§ **Problem A**
Reproduce a passage of the Autoware node monitoring thread word for word, starting at the words "Maybe we could" and stopping after "client in AutowareNode.".

§ **Selected excerpt**
+ + +
This is a good idea but this callback will be probably called very often once a node dies. So it might be better to avoid adding a liveliness callback to the heartbeat messages. Instead, when we receive a heartbeat, just record the stamp. And when generating a report, we can calculate the time passed since last communication for each AN.
@xmfcx Thank you for your thoughts!
Maybe we could have a report message (
autoware_control_center_msgs::AutowareNodeReport
) in the ACC that lists the:
Yes, I have the same idea. And I have started to implement it.
this callback will be probably called very often once a node dies
Actually it called only on state change as I tested it before. So It called ones then node died. But I will think how it will be better to implement it.
Fixed double calling deregister service during ACC start-up procedure. AutowareNodeReports publishing was implemented in ACC. Error state receiver (service) in ACC is a wip.
Implemented AutowareNodeError service in ACC. Implemented AutowareNodeError client in AutowareNode.
For now AutowareNode is able to send it state to ACC in form of AutowareNodeState msg with 4 main states:
Implemented monitored subscription in AutowareNode https://github.com/autowarefoundation/autoware.core/pull/73/commits/b59c925846e450742d54397ed3aa25acead5cf57 but It produce error during run time in test_node
/home/alex/autoware.core/install/test_node/lib/test_node/test_node: symbol lookup error: /home/alex/autoware.core/install/test_node/lib/libtest_node_core.so: undefined symbol: _ZN13autoware_node12AutowareNode24test_create_subscriptionIN8std_msgs3msg7String_ISaIvEEESt5_BindIFMN9test_node8TestNodeEFvSt10shared_ptrIS6_EEPS9_St12_PlaceholderILi1EEEES5_N6rclcpp12SubscriptionIS6_S5_S6_S6_NSJ_23message_memory_strategy21MessageMemoryStrategyIS6_S5_EEEESN_EESA_IT2_ERKNSt7__cxx1112basic_stringIcSt11char_traitsIcESaIcEEERKNSJ_3QoSEOT0_RKNSJ_32SubscriptionOptionsWithAllocatorIT1_EENT3_9SharedPtrE
[ros2run]: Process exited with failure 127
Test_node is not able to call function from AutowareNode. It seem connected to linking library error.
+ + +
§ **Data**
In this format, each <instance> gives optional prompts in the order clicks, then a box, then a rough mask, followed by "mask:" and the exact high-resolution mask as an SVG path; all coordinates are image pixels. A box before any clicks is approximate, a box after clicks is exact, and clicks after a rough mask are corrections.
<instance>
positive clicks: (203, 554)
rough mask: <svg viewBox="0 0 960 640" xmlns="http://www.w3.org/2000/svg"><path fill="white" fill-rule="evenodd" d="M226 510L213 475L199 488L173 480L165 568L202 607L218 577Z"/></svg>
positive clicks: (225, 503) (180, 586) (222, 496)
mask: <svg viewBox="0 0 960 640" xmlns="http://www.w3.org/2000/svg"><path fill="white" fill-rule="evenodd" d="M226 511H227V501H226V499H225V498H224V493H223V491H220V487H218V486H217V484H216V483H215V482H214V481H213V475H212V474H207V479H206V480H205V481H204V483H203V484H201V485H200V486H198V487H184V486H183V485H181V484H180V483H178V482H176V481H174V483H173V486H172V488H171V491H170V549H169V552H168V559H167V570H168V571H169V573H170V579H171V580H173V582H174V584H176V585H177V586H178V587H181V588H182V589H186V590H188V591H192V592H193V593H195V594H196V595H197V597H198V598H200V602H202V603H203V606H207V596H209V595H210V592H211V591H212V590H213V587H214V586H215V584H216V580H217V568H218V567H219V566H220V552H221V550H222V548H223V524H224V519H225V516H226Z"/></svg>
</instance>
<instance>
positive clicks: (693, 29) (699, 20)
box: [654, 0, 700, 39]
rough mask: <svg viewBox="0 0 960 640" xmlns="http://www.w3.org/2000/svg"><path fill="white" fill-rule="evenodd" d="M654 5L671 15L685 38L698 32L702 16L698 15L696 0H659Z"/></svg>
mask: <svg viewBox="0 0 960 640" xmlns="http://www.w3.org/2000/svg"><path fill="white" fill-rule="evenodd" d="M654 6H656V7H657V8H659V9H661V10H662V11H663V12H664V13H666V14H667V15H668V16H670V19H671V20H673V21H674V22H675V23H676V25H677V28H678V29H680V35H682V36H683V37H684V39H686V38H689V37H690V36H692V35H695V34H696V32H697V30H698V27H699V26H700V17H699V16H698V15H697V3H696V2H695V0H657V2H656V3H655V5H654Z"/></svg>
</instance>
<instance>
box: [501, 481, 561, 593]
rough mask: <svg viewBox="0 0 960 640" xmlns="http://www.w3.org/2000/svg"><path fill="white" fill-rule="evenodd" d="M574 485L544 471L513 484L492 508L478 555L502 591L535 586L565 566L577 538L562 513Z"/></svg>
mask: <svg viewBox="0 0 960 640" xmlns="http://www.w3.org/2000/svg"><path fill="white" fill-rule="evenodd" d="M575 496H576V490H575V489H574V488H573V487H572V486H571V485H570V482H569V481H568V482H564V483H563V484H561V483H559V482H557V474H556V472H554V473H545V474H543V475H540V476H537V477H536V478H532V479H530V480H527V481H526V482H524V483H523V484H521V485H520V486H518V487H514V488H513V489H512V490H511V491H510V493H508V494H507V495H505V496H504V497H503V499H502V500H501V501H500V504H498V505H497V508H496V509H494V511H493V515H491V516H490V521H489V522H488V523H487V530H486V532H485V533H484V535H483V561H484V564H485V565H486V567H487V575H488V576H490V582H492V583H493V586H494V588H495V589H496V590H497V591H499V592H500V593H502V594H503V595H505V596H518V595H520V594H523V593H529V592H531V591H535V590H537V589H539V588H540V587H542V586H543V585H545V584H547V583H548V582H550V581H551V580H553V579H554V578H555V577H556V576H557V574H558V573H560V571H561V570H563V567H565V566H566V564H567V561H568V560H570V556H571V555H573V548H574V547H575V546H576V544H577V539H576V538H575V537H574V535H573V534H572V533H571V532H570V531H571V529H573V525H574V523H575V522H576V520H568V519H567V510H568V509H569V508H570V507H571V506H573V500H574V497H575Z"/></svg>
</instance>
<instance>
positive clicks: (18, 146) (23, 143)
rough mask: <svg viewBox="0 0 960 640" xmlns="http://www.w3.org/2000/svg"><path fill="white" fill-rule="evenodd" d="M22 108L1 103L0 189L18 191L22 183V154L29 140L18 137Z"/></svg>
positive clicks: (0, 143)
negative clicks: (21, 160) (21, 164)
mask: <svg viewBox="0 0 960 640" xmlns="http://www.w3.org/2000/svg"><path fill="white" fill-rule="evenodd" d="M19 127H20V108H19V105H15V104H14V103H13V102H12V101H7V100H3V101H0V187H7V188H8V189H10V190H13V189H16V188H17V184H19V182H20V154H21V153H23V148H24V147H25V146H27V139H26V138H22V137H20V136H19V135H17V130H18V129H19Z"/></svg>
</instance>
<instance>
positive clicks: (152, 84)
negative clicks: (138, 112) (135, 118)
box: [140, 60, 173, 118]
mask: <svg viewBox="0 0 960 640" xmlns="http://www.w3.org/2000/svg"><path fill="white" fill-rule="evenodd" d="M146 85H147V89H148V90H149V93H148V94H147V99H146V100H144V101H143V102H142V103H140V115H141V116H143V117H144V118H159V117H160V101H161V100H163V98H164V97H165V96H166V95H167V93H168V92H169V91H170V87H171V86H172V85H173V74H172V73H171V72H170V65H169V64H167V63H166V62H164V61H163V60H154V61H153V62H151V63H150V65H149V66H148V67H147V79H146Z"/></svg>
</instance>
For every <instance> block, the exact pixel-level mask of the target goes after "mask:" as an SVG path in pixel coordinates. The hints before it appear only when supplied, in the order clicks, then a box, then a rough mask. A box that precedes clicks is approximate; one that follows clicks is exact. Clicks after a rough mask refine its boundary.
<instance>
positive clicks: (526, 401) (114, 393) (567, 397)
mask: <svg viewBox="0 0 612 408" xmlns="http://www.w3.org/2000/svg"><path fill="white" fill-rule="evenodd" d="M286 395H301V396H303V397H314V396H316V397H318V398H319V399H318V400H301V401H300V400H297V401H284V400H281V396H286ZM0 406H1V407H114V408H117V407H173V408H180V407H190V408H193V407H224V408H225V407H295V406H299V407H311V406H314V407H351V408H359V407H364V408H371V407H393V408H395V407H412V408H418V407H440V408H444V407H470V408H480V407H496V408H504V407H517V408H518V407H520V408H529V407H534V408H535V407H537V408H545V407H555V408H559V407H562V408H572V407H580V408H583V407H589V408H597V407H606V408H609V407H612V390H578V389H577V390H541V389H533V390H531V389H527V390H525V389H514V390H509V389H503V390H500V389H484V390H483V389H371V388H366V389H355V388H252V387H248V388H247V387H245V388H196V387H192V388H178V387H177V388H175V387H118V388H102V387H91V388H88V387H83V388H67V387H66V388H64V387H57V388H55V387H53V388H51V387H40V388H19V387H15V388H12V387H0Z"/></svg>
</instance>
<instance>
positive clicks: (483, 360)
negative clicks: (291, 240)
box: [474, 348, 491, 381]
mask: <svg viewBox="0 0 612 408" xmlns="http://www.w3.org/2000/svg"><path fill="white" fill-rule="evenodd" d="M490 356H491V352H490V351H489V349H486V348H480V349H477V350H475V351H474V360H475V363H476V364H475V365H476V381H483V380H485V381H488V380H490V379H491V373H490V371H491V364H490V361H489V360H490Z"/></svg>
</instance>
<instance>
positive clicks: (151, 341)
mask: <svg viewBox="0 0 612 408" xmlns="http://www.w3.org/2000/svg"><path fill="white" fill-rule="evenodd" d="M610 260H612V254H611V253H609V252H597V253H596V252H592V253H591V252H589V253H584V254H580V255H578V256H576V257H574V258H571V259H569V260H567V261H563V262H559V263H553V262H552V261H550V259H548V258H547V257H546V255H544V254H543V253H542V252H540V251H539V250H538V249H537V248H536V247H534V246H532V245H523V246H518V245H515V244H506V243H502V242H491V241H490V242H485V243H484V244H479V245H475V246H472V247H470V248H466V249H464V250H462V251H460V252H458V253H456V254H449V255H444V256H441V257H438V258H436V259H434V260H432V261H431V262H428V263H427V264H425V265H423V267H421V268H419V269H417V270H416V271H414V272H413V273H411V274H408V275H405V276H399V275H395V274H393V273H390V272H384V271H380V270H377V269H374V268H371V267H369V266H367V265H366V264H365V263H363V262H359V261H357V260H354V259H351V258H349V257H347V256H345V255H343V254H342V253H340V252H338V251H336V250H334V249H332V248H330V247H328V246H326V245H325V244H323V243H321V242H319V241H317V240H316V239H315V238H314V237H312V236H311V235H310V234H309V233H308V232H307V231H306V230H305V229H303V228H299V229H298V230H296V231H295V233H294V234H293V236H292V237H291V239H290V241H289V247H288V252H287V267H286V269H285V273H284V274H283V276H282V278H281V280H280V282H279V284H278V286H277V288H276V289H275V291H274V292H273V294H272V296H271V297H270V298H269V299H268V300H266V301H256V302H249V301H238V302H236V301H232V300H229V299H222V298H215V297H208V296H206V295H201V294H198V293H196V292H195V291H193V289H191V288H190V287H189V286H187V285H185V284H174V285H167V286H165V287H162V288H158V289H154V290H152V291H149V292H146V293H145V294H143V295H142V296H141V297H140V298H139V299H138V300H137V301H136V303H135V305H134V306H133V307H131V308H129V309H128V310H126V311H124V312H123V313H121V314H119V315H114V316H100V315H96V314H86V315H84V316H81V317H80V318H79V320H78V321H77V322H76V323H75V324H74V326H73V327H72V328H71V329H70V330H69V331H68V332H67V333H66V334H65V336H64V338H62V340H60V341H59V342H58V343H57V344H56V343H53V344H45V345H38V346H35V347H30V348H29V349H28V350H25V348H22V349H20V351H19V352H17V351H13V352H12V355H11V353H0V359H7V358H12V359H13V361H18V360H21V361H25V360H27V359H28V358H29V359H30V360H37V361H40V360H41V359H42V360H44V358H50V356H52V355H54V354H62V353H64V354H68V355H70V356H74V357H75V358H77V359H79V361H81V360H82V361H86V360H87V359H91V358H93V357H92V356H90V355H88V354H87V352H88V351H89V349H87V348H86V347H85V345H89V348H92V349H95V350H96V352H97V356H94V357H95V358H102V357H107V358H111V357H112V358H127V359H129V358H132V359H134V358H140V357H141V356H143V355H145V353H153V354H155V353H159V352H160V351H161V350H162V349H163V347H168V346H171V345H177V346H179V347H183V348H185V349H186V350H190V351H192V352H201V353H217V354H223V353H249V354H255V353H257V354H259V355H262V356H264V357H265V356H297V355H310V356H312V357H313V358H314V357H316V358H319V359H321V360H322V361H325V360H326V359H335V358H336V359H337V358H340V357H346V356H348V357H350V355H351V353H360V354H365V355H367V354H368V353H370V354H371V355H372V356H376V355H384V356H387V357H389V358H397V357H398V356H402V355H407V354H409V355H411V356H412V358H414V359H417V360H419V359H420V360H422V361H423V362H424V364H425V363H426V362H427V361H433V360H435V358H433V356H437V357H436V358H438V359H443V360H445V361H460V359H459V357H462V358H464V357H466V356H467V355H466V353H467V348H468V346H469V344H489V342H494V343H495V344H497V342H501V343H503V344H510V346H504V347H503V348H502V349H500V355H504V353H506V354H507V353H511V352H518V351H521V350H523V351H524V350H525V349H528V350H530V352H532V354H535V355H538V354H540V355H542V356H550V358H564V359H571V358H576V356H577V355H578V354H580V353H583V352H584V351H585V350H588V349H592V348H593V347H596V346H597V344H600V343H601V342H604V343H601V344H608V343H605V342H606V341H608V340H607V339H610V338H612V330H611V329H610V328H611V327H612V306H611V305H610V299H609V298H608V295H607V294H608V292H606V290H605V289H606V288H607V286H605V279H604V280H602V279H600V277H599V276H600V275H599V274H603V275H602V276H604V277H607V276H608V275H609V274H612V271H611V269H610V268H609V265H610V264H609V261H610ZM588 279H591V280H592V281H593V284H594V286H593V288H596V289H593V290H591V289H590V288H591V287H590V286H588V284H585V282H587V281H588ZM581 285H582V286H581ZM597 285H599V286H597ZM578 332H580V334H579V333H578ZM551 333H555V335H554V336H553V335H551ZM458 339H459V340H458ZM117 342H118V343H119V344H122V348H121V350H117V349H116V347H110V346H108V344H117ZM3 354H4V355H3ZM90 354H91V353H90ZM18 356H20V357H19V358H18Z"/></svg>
+ + +
§ **Problem B**
Format the entries as a numbered list, from the very first line of the entries through the line containing "510L213 475L199 488L173", and leave out any blank lines.

§ **Problem solution A**
Maybe we could have a report message (
autoware_control_center_msgs::AutowareNodeReport
) in the ACC that lists the:
Yes, I have the same idea. And I have started to implement it.
this callback will be probably called very often once a node dies
Actually it called only on state change as I tested it before. So It called ones then node died. But I will think how it will be better to implement it.
Fixed double calling deregister service during ACC start-up procedure. AutowareNodeReports publishing was implemented in ACC. Error state receiver (service) in ACC is a wip.
Implemented AutowareNodeError service in ACC. Implemented AutowareNodeError client in AutowareNode.

§ **Problem solution B**
1. In this format, each <instance> gives optional prompts in the order clicks, then a box, then a rough mask, followed by "mask:" and the exact high-resolution mask as an SVG path; all coordinates are image pixels. A box before any clicks is approximate, a box after clicks is exact, and clicks after a rough mask are corrections.
2. <instance>
3. positive clicks: (203, 554)
4. rough mask: <svg viewBox="0 0 960 640" xmlns="http://www.w3.org/2000/svg"><path fill="white" fill-rule="evenodd" d="M226 510L213 475L199 488L173 480L165 568L202 607L218 577Z"/></svg>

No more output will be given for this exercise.